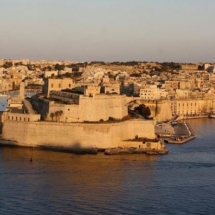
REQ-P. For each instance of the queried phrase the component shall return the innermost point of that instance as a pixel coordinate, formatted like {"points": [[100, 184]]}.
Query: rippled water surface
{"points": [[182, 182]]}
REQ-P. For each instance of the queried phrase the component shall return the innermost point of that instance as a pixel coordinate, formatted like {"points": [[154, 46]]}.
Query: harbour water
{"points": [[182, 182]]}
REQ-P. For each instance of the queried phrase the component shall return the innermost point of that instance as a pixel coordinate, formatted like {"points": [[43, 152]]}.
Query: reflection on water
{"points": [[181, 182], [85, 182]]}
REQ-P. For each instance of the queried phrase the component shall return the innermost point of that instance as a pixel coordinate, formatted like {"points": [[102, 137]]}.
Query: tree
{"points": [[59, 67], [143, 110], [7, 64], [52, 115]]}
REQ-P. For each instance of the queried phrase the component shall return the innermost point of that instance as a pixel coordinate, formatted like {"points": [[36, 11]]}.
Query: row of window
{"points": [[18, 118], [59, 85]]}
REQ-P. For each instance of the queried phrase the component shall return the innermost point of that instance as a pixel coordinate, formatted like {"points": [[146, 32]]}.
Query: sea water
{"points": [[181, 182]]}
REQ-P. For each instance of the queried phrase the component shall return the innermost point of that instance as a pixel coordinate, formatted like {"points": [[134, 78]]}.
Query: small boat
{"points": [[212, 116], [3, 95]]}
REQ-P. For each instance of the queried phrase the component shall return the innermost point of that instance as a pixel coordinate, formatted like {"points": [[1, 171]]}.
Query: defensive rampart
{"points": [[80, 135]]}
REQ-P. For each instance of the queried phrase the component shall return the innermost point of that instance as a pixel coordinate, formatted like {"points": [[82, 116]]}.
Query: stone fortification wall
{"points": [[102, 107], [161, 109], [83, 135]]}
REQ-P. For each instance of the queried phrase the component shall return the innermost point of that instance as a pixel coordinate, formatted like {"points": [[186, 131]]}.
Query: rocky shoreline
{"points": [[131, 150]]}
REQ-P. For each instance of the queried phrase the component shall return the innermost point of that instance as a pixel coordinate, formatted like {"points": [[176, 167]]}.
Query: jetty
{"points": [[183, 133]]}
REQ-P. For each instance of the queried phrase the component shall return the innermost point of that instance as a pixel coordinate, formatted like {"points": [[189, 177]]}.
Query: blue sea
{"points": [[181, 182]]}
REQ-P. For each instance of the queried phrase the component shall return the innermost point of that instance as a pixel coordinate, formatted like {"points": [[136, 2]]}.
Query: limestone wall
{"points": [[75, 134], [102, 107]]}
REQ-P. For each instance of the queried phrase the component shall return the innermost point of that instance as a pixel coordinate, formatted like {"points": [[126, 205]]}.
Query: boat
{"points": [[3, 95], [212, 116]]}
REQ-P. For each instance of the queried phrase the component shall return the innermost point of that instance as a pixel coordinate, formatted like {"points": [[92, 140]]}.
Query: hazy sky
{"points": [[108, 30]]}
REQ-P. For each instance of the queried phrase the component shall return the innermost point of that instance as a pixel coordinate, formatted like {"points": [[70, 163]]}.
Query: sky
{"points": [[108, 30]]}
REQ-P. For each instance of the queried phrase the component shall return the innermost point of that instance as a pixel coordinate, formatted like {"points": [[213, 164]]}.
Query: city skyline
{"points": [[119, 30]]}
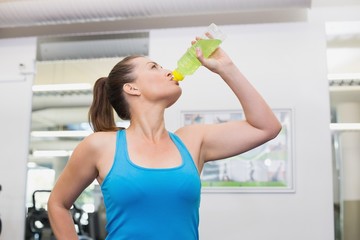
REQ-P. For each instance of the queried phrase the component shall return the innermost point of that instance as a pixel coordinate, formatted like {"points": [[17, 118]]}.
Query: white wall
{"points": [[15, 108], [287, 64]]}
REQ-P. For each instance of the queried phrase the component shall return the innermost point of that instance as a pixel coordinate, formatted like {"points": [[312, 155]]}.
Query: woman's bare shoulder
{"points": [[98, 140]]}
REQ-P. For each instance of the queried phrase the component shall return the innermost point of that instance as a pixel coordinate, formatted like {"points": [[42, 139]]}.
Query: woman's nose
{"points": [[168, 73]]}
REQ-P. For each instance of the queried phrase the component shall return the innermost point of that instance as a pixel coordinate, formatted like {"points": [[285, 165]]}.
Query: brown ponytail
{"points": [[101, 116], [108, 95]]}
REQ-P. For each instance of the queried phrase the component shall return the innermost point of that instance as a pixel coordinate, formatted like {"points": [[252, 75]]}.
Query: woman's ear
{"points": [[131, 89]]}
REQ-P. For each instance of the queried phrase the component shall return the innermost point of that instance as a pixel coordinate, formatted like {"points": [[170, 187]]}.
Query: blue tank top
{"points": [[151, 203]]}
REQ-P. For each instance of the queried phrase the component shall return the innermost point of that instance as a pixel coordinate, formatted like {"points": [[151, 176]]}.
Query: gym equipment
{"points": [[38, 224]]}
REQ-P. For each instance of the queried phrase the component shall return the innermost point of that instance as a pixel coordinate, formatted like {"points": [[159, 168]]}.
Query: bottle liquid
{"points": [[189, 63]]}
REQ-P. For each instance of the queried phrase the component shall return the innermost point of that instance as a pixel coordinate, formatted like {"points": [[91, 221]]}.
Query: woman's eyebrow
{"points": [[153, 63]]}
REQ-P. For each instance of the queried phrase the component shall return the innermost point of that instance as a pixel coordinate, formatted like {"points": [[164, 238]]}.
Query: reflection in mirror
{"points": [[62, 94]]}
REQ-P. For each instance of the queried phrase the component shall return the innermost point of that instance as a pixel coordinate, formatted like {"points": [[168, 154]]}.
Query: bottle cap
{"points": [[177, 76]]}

## EXERCISE INSTRUCTIONS:
Reproduce each record from above exactly; pictures do not belong in the copy.

## REPLY TO THE TASK:
REQ-P. For each instance of the queried phrase the component shall return the innermost point of that instance as a pixel coordinate, formatted like {"points": [[100, 184]]}.
Query: rippled water surface
{"points": [[182, 182]]}
REQ-P. For each instance of the queried phrase the component shall return the innermost point of that instance as a pixel coordinate, formatted like {"points": [[154, 46]]}.
Query: harbour water
{"points": [[182, 182]]}
REQ-P. For each instance of the queried phrase the component shall return the innermost point of that instance as a pixel coordinate, formatted like {"points": [[43, 152]]}.
Query: reflection on water
{"points": [[181, 182], [85, 182]]}
REQ-P. For each instance of the queried phrase the component shall return the innermost point of that instance as a pixel coordinate, formatted like {"points": [[102, 137]]}.
Query: tree
{"points": [[59, 67], [143, 110], [7, 64], [52, 115]]}
REQ-P. For each instance of the queried phrase the component shall return the innermost point of that instance as a pixel coordinate, formatted like {"points": [[36, 11]]}.
Query: row of window
{"points": [[18, 118], [59, 85]]}
REQ-P. For each instance of the queried phrase the component shall return the innermost point of that instance as a pixel coordinate, formatted like {"points": [[146, 32]]}.
Query: sea water
{"points": [[181, 182]]}
REQ-P. For each instance of the queried phrase the component shall return the innermost point of that instance as a pixel coordinate, formatted like {"points": [[134, 78]]}.
Query: small boat
{"points": [[212, 116], [3, 95]]}
REQ-P. For each instance of the queried phrase the component shall return the innermost point of that instance as a pixel coordinate, formatted like {"points": [[1, 171]]}.
Query: defensive rampart
{"points": [[80, 135]]}
REQ-P. For each instance of the queried phrase the component shall return the innermost point of that instance as a pixel coordinate, formatted like {"points": [[82, 116]]}.
Query: stone fortification wall
{"points": [[102, 107], [161, 109], [83, 135]]}
REQ-P. For each instance of the queried phrase the component shall return the innermost point of that instance as a pixel coordinate, formatted like {"points": [[186, 131]]}.
Query: rocky shoreline
{"points": [[131, 150]]}
REQ-P. For each instance of the queried phrase the component shall return the innermost point of that instance as a pixel coordinate, formatted like {"points": [[176, 167]]}.
Query: jetty
{"points": [[183, 133]]}
REQ-P. For each instance of the queried phrase the component shall return the innermost point of that instance as a pixel coordinate, formatted like {"points": [[189, 177]]}.
Query: blue sea
{"points": [[181, 182]]}
REQ-P. For each instance of the queried phrase the component shall return the innermost point of that instance as a pixel coordinate, formatted like {"points": [[136, 2]]}.
Query: limestone wall
{"points": [[75, 134], [102, 107]]}
REQ-P. For each instance of the queried phrase the component shall return the innermost point of that instance as a pixel coordinate, formatted like {"points": [[126, 205]]}.
Query: boat
{"points": [[3, 95], [212, 116]]}
REQ-P. For each instance of the queried phrase the component shall return the innermost point of that instance as a pixel coordinate, formatted like {"points": [[92, 140]]}.
Query: hazy sky
{"points": [[108, 30]]}
REQ-P. For each instance of the queried phrase the component shall return the innermost point of that instance as a pixel coordinate, formatted like {"points": [[70, 163]]}.
Query: sky
{"points": [[108, 30]]}
REQ-P. For each instance of the queried phrase the component shall return the innermost point of that instance as a pixel coordinate, formatted like {"points": [[213, 164]]}.
Query: city skyline
{"points": [[119, 30]]}
REQ-P. For each instance of the queried phrase the component shall return the innermost point of that instance as a pixel coordinate, formatted like {"points": [[17, 118]]}.
Query: white wall
{"points": [[15, 108], [287, 64]]}
REQ-P. For each instance of the queried phrase the component shall return the innermost point of that instance as a pixel coordinate, formatted like {"points": [[312, 155]]}.
Query: woman's bare shoulder
{"points": [[98, 140]]}
REQ-P. For each instance of the queried phrase the component shall return the innermost point of that instance as a pixel coordinate, formatted like {"points": [[42, 139]]}.
Query: woman's nose
{"points": [[168, 73]]}
REQ-P. For each instance of the queried phrase the component shall return the innermost point of that instance as a pixel coordinate, formatted like {"points": [[285, 165]]}.
Query: brown ponytail
{"points": [[101, 116], [108, 95]]}
REQ-P. For each instance of the queried phrase the component shall return the innermost point of that instance as a pixel coordinate, formatted like {"points": [[252, 75]]}.
Query: woman's ear
{"points": [[131, 89]]}
REQ-P. For each instance of the queried phrase the component shall return the innermost point of that instance as a pixel coordinate, formatted like {"points": [[170, 187]]}.
Query: blue tank top
{"points": [[151, 203]]}
REQ-P. For each instance of the queried phrase the component shall return the innermost point of that instance as a pixel coordinate, formatted like {"points": [[151, 176]]}.
Query: gym equipment
{"points": [[38, 224]]}
REQ-P. For each instance of the queried phrase the component shall return the innermost point of that instance as a pixel coordinate, formatted like {"points": [[159, 168]]}.
Query: bottle liquid
{"points": [[189, 63]]}
REQ-P. For each instance of the queried phrase the component shall return the innermost point of that instance as a pixel coordinate, formatted like {"points": [[91, 221]]}.
Query: woman's eyebrow
{"points": [[153, 63]]}
REQ-P. For each instance of the queried phrase the component shall return the innermost point of that instance as a pixel coordinate, formatted like {"points": [[164, 238]]}.
Query: reflection in mirror
{"points": [[62, 94]]}
REQ-P. For each instance of the queried phrase the component shall return the innermost point of that instance as a pixel coordinate, formatted like {"points": [[168, 154]]}.
Query: bottle cap
{"points": [[177, 76]]}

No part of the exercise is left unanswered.